> **Aim of the exercise**: Could you extract every entry below and reproduce it exactly?

··· Record set ···

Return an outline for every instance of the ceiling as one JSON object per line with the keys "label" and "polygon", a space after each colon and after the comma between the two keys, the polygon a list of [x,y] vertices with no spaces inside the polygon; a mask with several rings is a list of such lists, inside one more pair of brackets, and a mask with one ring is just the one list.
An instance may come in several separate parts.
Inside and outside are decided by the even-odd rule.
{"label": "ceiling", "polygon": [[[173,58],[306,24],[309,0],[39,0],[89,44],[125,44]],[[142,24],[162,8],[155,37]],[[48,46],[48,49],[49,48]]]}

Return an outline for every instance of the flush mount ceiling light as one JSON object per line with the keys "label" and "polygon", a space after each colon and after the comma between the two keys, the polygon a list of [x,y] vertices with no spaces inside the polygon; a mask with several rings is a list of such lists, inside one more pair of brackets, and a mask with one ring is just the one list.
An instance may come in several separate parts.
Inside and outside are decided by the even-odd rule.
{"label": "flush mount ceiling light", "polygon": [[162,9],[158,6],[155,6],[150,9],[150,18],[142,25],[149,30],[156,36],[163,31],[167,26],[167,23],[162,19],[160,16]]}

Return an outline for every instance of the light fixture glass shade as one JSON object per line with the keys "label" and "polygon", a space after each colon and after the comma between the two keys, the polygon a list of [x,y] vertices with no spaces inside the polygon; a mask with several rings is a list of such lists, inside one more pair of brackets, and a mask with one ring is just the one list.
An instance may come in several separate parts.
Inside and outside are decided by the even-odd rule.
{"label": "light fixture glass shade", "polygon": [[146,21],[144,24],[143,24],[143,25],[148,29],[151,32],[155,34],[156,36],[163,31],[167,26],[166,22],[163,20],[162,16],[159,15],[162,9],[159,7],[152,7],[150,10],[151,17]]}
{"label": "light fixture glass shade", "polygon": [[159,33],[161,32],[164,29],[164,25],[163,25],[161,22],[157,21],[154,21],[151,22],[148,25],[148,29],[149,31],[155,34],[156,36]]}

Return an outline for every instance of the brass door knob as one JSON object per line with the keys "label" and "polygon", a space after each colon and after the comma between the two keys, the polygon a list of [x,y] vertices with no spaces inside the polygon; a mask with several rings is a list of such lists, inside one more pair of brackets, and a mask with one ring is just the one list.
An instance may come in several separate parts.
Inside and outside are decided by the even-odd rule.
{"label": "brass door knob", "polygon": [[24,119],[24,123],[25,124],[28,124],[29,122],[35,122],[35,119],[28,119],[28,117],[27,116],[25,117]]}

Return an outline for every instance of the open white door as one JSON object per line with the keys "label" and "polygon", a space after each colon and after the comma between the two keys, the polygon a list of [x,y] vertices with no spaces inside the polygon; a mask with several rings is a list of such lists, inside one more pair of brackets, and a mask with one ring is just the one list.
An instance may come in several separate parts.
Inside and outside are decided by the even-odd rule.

···

> **Correct result**:
Return an outline for every instance of the ceiling as one JSON object per line with the keys "label" and "polygon", a space after each colon and after the comma between the two keys, the polygon a list of [x,y] vertices with no spaces inside the polygon; a mask with several rings is a list of such lists, inside one more pair of brackets, and a mask with one ring is just the one list.
An instance may come in several separate parts.
Inside and outside are decided by the even-odd rule.
{"label": "ceiling", "polygon": [[[173,58],[306,24],[309,0],[39,0],[89,44],[125,44]],[[142,24],[162,8],[155,37]],[[48,46],[48,49],[49,48]]]}

Return an outline for every instance of the flush mount ceiling light as one JSON object per line with the keys "label" and "polygon", a space after each colon and after the comma between the two keys, the polygon a list of [x,y] vertices with no spaces inside the polygon; a mask with several rings is a list of such lists, inside one more pair of brackets, and a mask with one ring is just the one list.
An instance may come in several separate parts.
Inside and outside are decided by the even-odd rule.
{"label": "flush mount ceiling light", "polygon": [[162,9],[158,6],[155,6],[150,9],[150,18],[142,25],[149,30],[156,36],[163,31],[167,26],[167,23],[162,19],[160,16]]}

Return an outline for every instance of the light fixture glass shade as one JSON object per line with the keys "label" and "polygon", a space after each colon and after the comma between the two keys, the polygon a list of [x,y] vertices with no spaces inside the polygon; a mask with several rings is a list of such lists, inside one more pair of brackets, and a mask with one ring is just the one list.
An instance may come in several separate parts.
Inside and outside are decided by the even-odd rule.
{"label": "light fixture glass shade", "polygon": [[146,21],[144,24],[143,24],[143,25],[148,29],[151,32],[155,34],[156,36],[163,31],[167,26],[166,22],[163,20],[162,16],[159,15],[162,9],[159,7],[152,7],[150,10],[151,17]]}
{"label": "light fixture glass shade", "polygon": [[159,33],[161,32],[164,29],[164,25],[163,25],[161,22],[157,21],[154,21],[151,22],[148,25],[148,29],[149,31],[155,34],[156,36]]}

Return an outline for every instance of the brass door knob as one JSON object per line with the keys "label" and "polygon", a space after each colon and after the comma between the two keys, the polygon a list of [x,y] vertices with no spaces inside the polygon; a mask with several rings is a list of such lists, inside one more pair of brackets, and a mask with one ring is just the one list.
An instance may come in several separate parts.
Inside and outside are decided by the even-odd rule.
{"label": "brass door knob", "polygon": [[24,119],[24,123],[25,124],[28,124],[29,122],[35,122],[35,119],[28,119],[28,117],[27,116],[25,117]]}

Return an outline for every instance of the open white door as one JSON object per line with the keys "label" and "polygon", a space after each colon and after the comma between the two keys, the polygon a list of [x,y] vertices with no spaces inside the polygon; a mask with several rings is a list of such lists, inside one more pair of brackets, and a mask with one ring is just the one list.
An instance may come in several separate parts.
Inside and outside are decided by the even-odd rule.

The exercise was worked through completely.